Problem:
From the line containing "of the reddish" to the end of the listing, write out every line exactly; leave out everything else.

··· Dataset extract ···

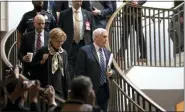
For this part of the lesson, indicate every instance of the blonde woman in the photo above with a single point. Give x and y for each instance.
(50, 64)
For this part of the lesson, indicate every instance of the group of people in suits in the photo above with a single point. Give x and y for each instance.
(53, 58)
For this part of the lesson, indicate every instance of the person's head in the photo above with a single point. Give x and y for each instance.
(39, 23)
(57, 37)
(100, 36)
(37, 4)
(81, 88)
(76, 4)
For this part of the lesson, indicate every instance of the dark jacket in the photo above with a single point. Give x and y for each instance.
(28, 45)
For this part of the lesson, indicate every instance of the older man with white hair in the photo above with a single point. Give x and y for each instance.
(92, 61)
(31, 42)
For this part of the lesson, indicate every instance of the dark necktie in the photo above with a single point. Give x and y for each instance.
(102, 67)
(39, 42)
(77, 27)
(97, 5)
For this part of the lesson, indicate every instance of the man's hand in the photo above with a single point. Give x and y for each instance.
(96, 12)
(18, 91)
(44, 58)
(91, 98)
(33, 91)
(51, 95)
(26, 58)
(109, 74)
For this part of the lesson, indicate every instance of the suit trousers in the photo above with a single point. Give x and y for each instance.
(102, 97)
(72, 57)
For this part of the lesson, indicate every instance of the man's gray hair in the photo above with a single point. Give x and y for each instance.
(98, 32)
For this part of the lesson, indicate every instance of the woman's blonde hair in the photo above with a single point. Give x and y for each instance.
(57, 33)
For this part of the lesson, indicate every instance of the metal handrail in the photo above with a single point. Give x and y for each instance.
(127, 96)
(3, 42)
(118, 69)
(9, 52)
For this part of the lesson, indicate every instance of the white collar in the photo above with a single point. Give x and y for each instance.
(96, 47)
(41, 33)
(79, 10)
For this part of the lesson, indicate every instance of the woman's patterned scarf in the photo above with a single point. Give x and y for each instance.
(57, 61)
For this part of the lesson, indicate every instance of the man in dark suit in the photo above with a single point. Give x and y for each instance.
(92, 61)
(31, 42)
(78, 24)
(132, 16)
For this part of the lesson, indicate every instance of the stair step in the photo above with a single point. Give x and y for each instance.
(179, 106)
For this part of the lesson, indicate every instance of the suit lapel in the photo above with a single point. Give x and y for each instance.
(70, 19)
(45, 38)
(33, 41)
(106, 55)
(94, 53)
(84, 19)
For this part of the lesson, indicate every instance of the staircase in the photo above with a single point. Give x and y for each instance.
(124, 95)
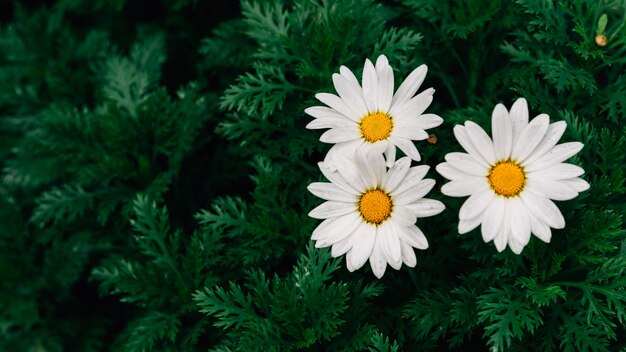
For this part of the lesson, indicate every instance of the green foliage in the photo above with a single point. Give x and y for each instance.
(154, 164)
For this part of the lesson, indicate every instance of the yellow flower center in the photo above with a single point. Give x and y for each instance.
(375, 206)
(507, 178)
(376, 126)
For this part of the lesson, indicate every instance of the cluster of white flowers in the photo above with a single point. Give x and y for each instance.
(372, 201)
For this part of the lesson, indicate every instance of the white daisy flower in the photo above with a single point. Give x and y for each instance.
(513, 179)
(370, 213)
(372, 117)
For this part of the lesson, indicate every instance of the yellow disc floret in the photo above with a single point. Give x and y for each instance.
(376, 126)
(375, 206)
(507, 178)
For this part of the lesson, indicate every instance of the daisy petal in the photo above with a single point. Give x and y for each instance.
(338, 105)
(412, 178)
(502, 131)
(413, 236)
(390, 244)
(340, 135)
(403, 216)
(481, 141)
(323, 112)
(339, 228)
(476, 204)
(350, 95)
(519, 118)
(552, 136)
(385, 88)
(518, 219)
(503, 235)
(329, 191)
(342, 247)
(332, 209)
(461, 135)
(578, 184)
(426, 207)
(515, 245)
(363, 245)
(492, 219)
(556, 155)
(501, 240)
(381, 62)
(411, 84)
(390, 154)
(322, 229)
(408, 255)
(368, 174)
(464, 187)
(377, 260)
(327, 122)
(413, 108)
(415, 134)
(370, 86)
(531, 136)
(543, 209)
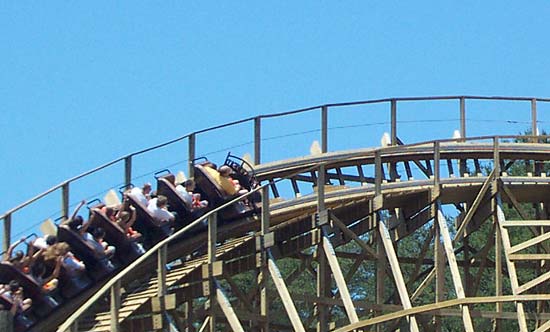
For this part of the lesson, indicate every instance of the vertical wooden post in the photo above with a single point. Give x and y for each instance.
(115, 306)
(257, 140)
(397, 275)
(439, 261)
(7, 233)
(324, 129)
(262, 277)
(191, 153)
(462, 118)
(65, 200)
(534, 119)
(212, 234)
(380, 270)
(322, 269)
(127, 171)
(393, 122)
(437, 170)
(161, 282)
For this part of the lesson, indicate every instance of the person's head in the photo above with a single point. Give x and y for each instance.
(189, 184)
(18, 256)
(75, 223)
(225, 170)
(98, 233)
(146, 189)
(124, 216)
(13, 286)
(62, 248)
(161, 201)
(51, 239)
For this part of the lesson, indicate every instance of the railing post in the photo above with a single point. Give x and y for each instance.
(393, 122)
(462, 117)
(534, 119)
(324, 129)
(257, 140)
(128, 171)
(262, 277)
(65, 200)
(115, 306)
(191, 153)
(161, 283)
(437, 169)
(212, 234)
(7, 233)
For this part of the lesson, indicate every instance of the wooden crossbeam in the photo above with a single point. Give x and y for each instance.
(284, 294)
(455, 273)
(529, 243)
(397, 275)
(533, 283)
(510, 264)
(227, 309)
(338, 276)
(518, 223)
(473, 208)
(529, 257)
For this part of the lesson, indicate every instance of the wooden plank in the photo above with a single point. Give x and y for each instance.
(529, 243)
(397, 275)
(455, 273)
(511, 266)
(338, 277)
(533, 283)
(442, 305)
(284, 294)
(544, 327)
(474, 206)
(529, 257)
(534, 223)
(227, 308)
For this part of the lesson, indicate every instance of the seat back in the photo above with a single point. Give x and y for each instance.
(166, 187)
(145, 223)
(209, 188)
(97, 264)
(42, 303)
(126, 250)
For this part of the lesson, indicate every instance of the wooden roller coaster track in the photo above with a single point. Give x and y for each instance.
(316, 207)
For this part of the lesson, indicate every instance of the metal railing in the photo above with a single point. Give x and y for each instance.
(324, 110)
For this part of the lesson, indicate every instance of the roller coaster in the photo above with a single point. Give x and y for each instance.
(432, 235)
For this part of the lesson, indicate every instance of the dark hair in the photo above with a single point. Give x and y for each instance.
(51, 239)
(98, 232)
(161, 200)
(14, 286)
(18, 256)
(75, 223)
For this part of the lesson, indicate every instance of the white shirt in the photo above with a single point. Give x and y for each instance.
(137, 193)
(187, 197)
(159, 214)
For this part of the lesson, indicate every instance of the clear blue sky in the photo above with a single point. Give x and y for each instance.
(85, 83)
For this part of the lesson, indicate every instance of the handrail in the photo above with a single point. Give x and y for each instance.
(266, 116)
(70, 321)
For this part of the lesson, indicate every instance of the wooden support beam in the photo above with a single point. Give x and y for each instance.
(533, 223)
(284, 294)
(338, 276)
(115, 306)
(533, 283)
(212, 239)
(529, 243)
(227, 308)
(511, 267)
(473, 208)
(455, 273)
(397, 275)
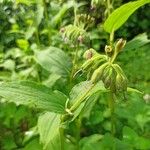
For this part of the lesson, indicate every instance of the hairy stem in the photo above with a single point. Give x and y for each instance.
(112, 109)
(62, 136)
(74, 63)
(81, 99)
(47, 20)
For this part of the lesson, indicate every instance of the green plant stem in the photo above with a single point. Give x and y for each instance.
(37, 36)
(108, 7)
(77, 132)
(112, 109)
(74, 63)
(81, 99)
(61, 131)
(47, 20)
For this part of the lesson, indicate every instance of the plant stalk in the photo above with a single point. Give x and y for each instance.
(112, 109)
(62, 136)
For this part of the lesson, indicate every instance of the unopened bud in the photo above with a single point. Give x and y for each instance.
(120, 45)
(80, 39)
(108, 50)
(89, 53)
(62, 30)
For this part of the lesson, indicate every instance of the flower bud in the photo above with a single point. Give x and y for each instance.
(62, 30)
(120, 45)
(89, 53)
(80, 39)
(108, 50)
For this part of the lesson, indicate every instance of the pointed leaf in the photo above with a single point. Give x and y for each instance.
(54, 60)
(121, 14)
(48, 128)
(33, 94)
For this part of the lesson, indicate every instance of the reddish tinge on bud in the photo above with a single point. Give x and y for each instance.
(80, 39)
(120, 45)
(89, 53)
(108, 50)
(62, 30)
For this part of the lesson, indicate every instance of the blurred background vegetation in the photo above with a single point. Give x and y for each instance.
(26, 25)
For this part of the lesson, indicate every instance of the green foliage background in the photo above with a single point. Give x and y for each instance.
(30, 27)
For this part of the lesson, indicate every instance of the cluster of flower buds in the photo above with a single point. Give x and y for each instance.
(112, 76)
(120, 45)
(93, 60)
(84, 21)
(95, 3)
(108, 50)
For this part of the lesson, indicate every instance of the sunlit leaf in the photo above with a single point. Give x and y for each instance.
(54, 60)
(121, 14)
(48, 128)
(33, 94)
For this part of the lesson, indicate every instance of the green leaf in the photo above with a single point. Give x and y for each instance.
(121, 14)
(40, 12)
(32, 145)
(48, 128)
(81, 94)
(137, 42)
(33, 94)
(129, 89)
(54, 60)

···

Result for this task:
For this part of the lesson, indicate every instance of the reddish tinge on bud in the photo above with a single point. Give x and y for each instance.
(80, 39)
(120, 45)
(89, 53)
(108, 50)
(62, 30)
For this part of the lesson, indicate every instance of the blurred background vegetation in the photo above with a single point. Give x and y for each instance.
(26, 25)
For this part of the lesson, indicate every instance of the green foliage background in the photo above with a single point. Give x and y for each instance.
(30, 27)
For this part of the lesson, indicate every instance of the cluster of flower buds in the photo above with a single point. Give x and y for each instance.
(112, 76)
(120, 45)
(93, 60)
(84, 21)
(95, 3)
(108, 50)
For this part of the lesson, indicate every instance of the sunlit leaf in the photo above with a single point. Give x and y for each instance.
(54, 60)
(121, 14)
(48, 128)
(33, 94)
For this part of the lesson, indicate every instance of the green leaf in the photo above with a single point. Give x and y for each instance.
(121, 14)
(40, 12)
(32, 145)
(48, 128)
(81, 94)
(137, 42)
(33, 94)
(129, 89)
(54, 60)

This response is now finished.